Location identification items
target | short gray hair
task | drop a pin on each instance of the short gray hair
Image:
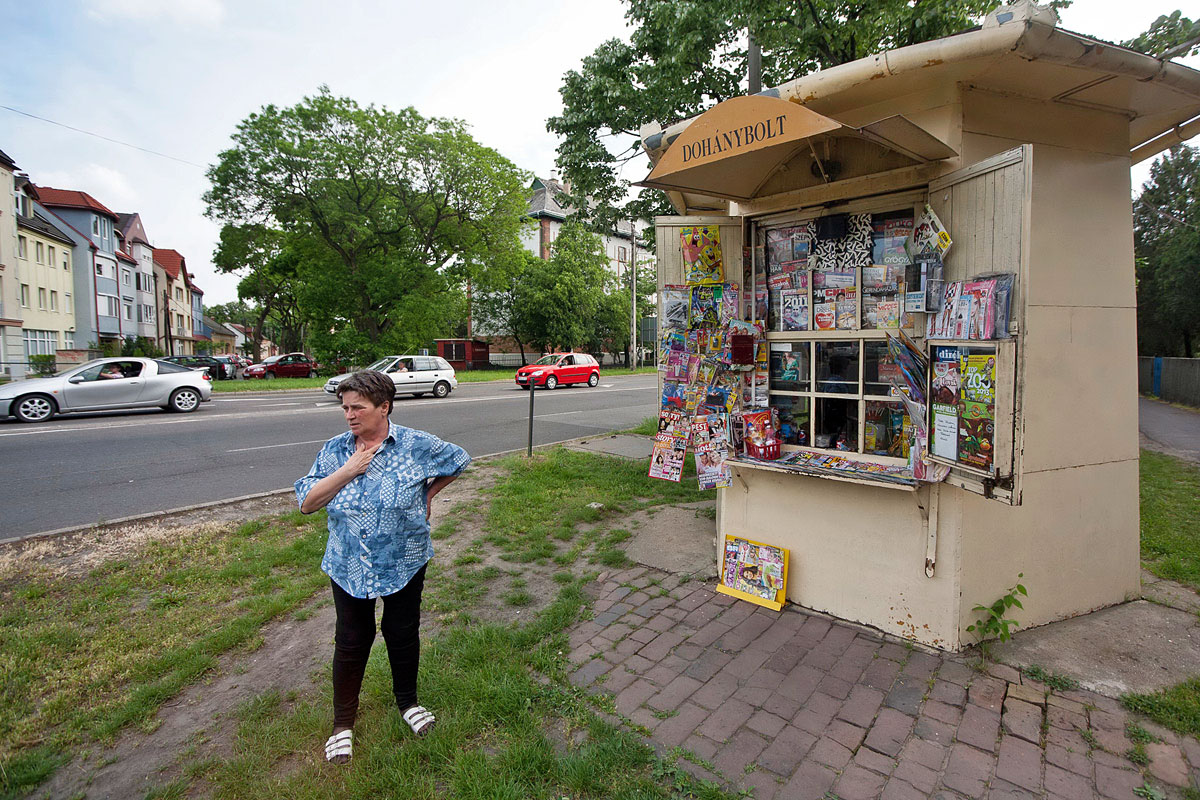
(373, 385)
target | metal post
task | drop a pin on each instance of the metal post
(533, 389)
(633, 293)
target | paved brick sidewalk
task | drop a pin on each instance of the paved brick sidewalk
(796, 705)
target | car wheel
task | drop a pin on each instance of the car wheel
(34, 408)
(184, 401)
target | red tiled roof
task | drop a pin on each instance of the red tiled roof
(65, 198)
(171, 260)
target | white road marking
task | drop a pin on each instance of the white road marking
(291, 444)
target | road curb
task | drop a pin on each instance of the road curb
(256, 495)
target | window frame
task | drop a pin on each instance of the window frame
(759, 227)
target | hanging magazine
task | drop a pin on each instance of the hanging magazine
(702, 254)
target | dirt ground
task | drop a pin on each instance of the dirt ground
(294, 656)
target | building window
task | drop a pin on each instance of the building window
(40, 342)
(109, 306)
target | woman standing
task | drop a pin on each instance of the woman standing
(377, 481)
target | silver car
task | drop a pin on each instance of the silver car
(413, 374)
(107, 384)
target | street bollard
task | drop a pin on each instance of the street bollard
(533, 389)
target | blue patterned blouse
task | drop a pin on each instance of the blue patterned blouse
(378, 533)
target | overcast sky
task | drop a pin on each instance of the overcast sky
(177, 76)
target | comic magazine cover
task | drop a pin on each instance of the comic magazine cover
(712, 471)
(795, 306)
(702, 254)
(673, 428)
(929, 235)
(673, 395)
(666, 462)
(675, 306)
(977, 400)
(729, 304)
(706, 306)
(888, 238)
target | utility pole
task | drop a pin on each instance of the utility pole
(633, 292)
(754, 55)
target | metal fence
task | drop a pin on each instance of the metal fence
(1176, 380)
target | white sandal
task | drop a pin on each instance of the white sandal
(420, 720)
(339, 749)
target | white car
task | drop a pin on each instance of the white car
(107, 384)
(413, 374)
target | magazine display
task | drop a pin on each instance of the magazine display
(702, 254)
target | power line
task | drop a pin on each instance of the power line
(100, 136)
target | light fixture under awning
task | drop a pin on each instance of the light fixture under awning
(736, 146)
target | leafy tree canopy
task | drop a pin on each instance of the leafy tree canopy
(687, 55)
(1167, 241)
(376, 215)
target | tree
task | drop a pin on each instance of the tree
(1170, 35)
(388, 212)
(1167, 242)
(687, 55)
(558, 301)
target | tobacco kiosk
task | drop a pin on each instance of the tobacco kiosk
(1018, 138)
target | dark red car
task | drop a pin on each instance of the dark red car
(559, 368)
(289, 365)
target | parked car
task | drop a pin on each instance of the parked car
(107, 384)
(289, 365)
(215, 367)
(413, 374)
(558, 370)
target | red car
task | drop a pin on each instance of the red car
(559, 368)
(291, 365)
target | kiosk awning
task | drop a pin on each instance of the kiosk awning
(735, 148)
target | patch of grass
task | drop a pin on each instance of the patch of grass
(544, 498)
(83, 657)
(1056, 681)
(1176, 707)
(1170, 517)
(259, 385)
(496, 735)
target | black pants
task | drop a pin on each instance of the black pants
(355, 635)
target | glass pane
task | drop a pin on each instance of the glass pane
(887, 429)
(879, 371)
(790, 366)
(793, 419)
(838, 367)
(837, 425)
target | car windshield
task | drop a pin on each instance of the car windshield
(382, 364)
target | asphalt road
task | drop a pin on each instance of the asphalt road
(83, 469)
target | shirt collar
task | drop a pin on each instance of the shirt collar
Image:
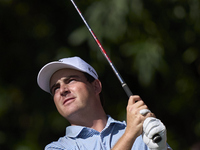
(74, 131)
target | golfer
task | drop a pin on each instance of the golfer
(76, 91)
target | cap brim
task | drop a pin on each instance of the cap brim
(47, 71)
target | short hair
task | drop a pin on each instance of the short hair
(90, 79)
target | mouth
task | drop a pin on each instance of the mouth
(68, 100)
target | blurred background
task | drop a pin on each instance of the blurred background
(154, 45)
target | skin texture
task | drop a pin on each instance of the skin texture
(78, 101)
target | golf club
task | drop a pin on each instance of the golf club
(156, 138)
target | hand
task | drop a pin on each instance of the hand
(152, 126)
(134, 117)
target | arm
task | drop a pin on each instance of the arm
(135, 127)
(134, 123)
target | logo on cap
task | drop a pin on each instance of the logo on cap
(91, 70)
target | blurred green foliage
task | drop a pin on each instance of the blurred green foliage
(154, 44)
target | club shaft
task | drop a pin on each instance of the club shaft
(124, 85)
(156, 138)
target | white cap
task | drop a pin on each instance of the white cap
(49, 69)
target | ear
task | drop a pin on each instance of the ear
(97, 86)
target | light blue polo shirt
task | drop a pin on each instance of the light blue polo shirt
(83, 138)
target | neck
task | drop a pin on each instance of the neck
(96, 120)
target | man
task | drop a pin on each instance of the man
(76, 91)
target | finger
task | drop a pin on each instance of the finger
(144, 111)
(134, 99)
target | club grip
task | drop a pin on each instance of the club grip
(127, 90)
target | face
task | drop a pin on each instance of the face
(73, 94)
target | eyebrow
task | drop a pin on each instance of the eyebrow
(66, 79)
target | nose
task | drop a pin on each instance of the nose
(64, 90)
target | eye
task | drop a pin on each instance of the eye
(71, 80)
(54, 89)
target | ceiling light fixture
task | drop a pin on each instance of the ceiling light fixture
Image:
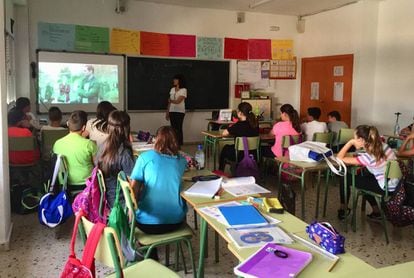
(258, 3)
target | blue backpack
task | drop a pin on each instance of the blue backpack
(247, 166)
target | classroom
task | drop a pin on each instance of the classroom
(375, 32)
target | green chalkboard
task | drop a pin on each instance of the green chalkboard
(150, 80)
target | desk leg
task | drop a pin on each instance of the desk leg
(203, 246)
(302, 192)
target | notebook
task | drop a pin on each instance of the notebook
(264, 263)
(242, 215)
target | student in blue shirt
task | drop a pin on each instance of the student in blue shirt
(157, 176)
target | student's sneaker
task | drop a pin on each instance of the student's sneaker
(375, 216)
(342, 213)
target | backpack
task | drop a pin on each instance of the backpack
(92, 200)
(399, 208)
(247, 166)
(54, 206)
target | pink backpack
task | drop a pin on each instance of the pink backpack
(91, 201)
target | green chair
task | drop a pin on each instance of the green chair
(324, 137)
(392, 171)
(108, 252)
(48, 139)
(344, 135)
(150, 241)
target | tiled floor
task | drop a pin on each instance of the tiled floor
(35, 251)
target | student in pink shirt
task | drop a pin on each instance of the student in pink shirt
(288, 126)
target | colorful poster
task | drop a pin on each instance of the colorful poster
(182, 45)
(235, 49)
(155, 44)
(282, 49)
(56, 36)
(259, 49)
(209, 48)
(125, 41)
(91, 39)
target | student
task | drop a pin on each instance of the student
(19, 127)
(288, 126)
(335, 124)
(96, 129)
(374, 159)
(176, 106)
(407, 147)
(246, 126)
(158, 173)
(79, 152)
(23, 104)
(313, 125)
(55, 120)
(116, 153)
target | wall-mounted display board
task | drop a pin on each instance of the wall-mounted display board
(149, 81)
(283, 69)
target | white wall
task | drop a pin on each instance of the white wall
(348, 30)
(167, 19)
(394, 81)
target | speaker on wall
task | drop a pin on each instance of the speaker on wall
(300, 25)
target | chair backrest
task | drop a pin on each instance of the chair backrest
(130, 203)
(324, 137)
(344, 135)
(253, 144)
(22, 143)
(48, 139)
(288, 140)
(108, 251)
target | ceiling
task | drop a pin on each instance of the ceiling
(281, 7)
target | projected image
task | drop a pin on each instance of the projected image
(76, 83)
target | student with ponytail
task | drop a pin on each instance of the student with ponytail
(374, 159)
(290, 125)
(246, 126)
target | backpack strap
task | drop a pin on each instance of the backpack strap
(245, 146)
(91, 244)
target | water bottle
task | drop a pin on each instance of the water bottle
(199, 157)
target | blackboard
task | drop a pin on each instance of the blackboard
(150, 80)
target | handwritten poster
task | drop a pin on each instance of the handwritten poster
(155, 44)
(209, 48)
(56, 36)
(91, 39)
(282, 49)
(259, 49)
(182, 45)
(235, 49)
(125, 41)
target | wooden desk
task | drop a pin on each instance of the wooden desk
(304, 167)
(348, 264)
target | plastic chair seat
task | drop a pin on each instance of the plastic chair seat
(148, 239)
(147, 268)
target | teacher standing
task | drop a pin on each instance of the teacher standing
(176, 106)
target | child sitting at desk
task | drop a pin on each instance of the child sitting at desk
(288, 126)
(313, 125)
(246, 126)
(116, 153)
(375, 160)
(158, 172)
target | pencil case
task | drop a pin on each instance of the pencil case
(326, 236)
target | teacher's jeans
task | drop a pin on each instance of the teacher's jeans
(177, 119)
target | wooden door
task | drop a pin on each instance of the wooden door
(327, 83)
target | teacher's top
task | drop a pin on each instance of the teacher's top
(174, 95)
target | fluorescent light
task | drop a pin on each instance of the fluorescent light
(258, 3)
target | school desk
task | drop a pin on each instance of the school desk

GOAL
Quote the lines of the listing above that run from the line with "target | teacher standing" through its last line, both included, and nothing else.

RESULT
target | teacher standing
task | drop a pin on each instance of the teacher standing
(176, 106)
target | child sitting at desk
task | drop a pin on each instance of the child sitting at desk
(288, 126)
(313, 125)
(246, 126)
(116, 153)
(375, 160)
(158, 172)
target | pencil case
task | drop a pin on each instance of the pencil case
(326, 236)
target | teacher's jeans
task | drop a pin on each instance of the teacher's jeans
(177, 119)
target | wooden door
task | drop a pin on each instance of the wooden door
(327, 83)
target | teacher's top
task | drop a pin on each instance of the teacher's top
(174, 95)
target | fluorescent light
task | drop a pin on each instance of the fluorescent light
(258, 3)
target | school desk
task | drop a pin on each instance of the school desk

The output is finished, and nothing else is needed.